Find every line in the material below that contains the word "small", and copy each of those lines.

━━ Supplied records

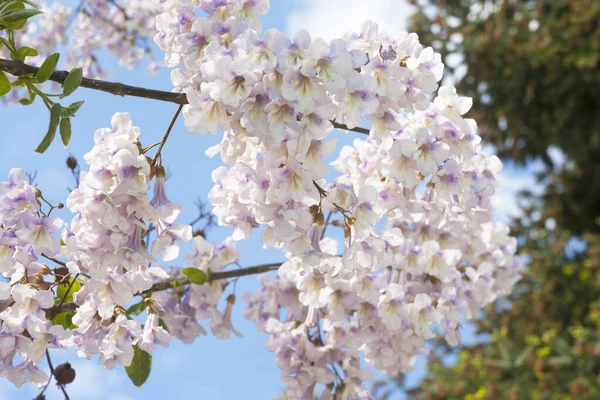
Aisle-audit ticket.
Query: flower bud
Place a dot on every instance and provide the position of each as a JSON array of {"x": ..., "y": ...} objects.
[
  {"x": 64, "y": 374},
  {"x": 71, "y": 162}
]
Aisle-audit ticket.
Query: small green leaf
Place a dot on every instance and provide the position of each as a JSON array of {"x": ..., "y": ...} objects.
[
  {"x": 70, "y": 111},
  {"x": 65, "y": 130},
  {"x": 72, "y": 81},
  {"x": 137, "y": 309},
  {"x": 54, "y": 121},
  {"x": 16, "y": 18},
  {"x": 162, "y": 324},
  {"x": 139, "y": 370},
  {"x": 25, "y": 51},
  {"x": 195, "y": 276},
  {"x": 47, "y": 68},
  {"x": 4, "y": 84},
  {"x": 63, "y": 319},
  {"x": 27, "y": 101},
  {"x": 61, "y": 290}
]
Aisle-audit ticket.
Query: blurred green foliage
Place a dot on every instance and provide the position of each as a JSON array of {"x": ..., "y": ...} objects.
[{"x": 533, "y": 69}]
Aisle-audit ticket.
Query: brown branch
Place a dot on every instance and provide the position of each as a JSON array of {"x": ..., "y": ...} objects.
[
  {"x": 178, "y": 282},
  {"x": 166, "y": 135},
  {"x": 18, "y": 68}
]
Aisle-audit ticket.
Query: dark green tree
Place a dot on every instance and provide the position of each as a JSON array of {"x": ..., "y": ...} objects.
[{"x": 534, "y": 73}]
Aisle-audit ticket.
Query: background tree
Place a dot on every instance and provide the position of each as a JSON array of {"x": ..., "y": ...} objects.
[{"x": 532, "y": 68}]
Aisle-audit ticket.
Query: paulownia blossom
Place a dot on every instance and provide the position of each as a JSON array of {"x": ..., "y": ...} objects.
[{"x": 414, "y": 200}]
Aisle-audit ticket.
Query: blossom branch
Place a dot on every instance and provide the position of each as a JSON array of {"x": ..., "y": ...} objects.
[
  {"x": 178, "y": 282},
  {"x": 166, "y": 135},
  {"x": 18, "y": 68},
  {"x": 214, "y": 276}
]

━━━━
━━ Supplied records

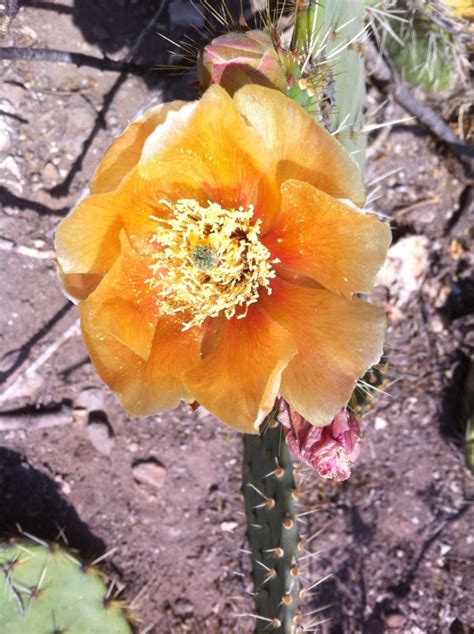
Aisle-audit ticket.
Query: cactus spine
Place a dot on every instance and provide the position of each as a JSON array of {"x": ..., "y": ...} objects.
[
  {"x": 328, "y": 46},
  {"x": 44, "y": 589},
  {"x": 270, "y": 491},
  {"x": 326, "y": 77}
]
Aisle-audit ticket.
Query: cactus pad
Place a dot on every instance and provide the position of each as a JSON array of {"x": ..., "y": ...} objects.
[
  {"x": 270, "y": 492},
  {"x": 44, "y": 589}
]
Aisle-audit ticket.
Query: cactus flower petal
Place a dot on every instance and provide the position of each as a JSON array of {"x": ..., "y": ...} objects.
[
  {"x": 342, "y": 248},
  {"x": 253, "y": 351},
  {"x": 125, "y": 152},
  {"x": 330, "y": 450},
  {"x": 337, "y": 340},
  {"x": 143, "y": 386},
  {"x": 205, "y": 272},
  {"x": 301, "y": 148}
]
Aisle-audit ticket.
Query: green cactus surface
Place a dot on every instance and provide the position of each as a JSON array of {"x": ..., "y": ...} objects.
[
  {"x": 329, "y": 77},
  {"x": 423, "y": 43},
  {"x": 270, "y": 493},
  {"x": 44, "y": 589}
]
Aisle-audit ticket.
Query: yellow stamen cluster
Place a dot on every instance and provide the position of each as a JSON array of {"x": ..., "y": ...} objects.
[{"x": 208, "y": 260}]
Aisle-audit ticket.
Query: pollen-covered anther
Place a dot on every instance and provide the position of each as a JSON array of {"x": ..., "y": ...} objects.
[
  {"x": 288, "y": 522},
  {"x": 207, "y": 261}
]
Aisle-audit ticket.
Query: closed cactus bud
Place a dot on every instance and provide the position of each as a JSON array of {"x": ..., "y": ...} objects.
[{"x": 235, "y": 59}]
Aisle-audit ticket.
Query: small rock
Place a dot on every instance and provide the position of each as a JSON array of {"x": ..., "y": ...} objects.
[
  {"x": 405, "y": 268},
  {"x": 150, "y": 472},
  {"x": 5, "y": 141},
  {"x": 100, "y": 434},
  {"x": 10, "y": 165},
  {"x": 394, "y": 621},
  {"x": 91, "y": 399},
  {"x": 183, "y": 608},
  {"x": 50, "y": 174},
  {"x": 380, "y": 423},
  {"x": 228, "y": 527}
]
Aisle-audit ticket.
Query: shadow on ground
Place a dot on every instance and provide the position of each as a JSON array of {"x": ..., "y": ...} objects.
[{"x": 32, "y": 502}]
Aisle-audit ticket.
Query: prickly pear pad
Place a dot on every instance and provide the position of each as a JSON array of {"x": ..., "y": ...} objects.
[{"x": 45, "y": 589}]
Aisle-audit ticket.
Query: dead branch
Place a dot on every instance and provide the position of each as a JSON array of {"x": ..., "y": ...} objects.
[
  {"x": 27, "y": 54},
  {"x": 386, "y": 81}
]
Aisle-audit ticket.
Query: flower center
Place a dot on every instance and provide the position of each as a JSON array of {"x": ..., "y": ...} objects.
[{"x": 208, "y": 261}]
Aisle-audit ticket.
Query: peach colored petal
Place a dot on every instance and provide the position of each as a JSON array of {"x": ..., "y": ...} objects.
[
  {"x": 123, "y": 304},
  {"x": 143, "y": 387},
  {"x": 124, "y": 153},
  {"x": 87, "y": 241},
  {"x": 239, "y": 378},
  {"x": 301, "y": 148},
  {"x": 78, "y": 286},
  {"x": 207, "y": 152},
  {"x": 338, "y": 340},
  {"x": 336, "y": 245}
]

━━━━

### Answer to the task
Query: small green leaf
Query: small rock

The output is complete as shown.